▶ **Work to do**: Convert every line of the items below into a Markdown table with the columns Row and Text. Give each line its row number and omit blank lines.

[Dataset entries]
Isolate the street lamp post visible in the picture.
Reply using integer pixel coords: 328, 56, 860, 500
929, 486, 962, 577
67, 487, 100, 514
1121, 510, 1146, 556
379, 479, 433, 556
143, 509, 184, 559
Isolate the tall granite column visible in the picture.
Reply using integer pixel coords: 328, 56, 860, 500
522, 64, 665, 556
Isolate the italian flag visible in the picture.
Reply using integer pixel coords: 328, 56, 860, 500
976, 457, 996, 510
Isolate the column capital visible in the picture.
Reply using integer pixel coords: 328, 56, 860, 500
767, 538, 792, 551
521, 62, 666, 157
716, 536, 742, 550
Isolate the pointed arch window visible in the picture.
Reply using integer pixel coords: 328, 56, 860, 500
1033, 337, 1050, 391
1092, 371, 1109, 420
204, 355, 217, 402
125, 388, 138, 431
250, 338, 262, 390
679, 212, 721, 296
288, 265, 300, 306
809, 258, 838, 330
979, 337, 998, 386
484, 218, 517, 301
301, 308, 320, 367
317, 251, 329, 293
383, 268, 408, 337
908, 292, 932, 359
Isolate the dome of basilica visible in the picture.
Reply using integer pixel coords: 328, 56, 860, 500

▶ **Output below**:
| Row | Text |
|---|---|
| 1 | Isolate the street lamp post visible in the picture. |
| 2 | Reply using integer pixel coords: 328, 56, 860, 500 |
| 3 | 929, 486, 962, 577 |
| 4 | 67, 487, 100, 514 |
| 5 | 1121, 510, 1146, 556 |
| 6 | 379, 479, 433, 556 |
| 7 | 143, 509, 184, 559 |
| 8 | Isolate the tall granite column visible in the picture. |
| 9 | Reply using integer pixel coords: 328, 56, 860, 500 |
| 10 | 522, 64, 665, 556 |
| 11 | Isolate the italian flag visible in the picture. |
| 12 | Reply using integer pixel coords: 328, 56, 860, 500 |
| 13 | 976, 457, 996, 510 |
| 14 | Isolate the column capital visible in the picture. |
| 15 | Reply using integer pixel coords: 328, 56, 860, 500 |
| 16 | 767, 538, 792, 551 |
| 17 | 521, 62, 666, 157 |
| 18 | 716, 536, 742, 550 |
| 19 | Isolate the pointed arch window visible in the picture. |
| 20 | Reply using integer pixel coords: 328, 56, 860, 500 |
| 21 | 1033, 337, 1050, 391 |
| 22 | 1092, 371, 1109, 420 |
| 23 | 204, 355, 217, 402 |
| 24 | 125, 388, 138, 431 |
| 25 | 250, 338, 262, 390 |
| 26 | 679, 212, 721, 296 |
| 27 | 288, 265, 300, 306 |
| 28 | 809, 258, 838, 330 |
| 29 | 979, 337, 998, 386 |
| 30 | 484, 218, 517, 301 |
| 31 | 301, 308, 320, 367 |
| 32 | 317, 251, 329, 293 |
| 33 | 383, 268, 408, 337 |
| 34 | 908, 292, 932, 359 |
| 35 | Isolate the dome of basilica visible in the picture. |
| 36 | Reply using integer pixel coords: 328, 56, 860, 500 |